Serena Simeoli, a Humanitarian Aid Adviser to the Military at BHA, told ABC News that she received a termination letter on Friday night, but that it was not addressed to her and did not include her name or contract number -- so she remains "confused" about what to do.

Simeoli said her small team of some 60 employees had assisted during "sudden-onset disasters, complex emergencies," including the earthquakes in Haiti and Syria, typhoons in the Philippines, hurricanes in the Caribbean, and the conflicts in the Middle East and Ukraine.

Without BHA, "it is going to be very challenging" for the U.S. to play a meaningful role in global emergency relief, "and I think I'm a little scared to think how it might go without us," Simeoli said.

"The work that we do it matters, and we won't know how much it matters until we're presented with another catastrophic disaster," she warned.

Recently fired U.S. Agency for International Development (USAID) staff react as they leave work and are applauded by former USAID staffers and supporters during a sendoff outside USAID offices in Washington, D.C., Feb. 21, 2025.
Brian Snyder/Reuters

"I've devoted so much of my life to this organization ... I would work around the clock because I believed in what we were doing," Simeoli said. "It's pretty painful to see and to be a part of what's been happening."

▶ [PROMPT A]:
Do the statements below agree with the excerpt about Serena Simeoli? For each, answer yes or no and quote the deciding words from the excerpt.
(i) The termination letter Simeoli received included her contract number.
(ii) Simeoli's team assisted after the earthquakes in Haiti and Syria.
(iii) The sendoff outside USAID offices took place in Washington, D.C.
▶ [PROMPT B]:
Please copy the part of the excerpt about Serena Simeoli starting at "Serena Simeoli, a" and ending at "East and Ukraine.", substituting "dismissal notice" for "termination letter".
▶ [PROMPT C]:
In the excerpt about Serena Simeoli, how many employees did Simeoli say were on her team?

▶ [THE DATA]:
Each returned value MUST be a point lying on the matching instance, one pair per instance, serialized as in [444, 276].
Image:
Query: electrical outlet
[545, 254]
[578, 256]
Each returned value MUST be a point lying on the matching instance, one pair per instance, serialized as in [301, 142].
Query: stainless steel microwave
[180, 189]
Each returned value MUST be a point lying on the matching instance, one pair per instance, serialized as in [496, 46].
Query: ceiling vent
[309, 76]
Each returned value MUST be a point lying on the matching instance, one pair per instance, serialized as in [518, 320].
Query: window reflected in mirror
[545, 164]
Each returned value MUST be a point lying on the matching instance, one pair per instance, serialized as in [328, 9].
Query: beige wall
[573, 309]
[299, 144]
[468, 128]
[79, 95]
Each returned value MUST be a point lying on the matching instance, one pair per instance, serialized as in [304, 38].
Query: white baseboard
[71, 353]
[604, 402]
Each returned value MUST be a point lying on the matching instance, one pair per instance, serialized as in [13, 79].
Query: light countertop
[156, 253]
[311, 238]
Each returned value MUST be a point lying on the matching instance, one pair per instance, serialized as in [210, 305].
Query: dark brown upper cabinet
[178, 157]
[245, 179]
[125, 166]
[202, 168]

▶ [WRITTEN ANSWER A]:
(i) No: "it was not addressed to her and did not include her name or contract number"
(ii) Yes: "including the earthquakes in Haiti and Syria"
(iii) Yes: "during a sendoff outside USAID offices in Washington, D.C."

▶ [WRITTEN ANSWER B]:
Serena Simeoli, a Humanitarian Aid Adviser to the Military at BHA, told ABC News that she received a dismissal notice on Friday night, but that it was not addressed to her and did not include her name or contract number -- so she remains "confused" about what to do.

Simeoli said her small team of some 60 employees had assisted during "sudden-onset disasters, complex emergencies," including the earthquakes in Haiti and Syria, typhoons in the Philippines, hurricanes in the Caribbean, and the conflicts in the Middle East and Ukraine.

▶ [WRITTEN ANSWER C]:
Some 60 employees.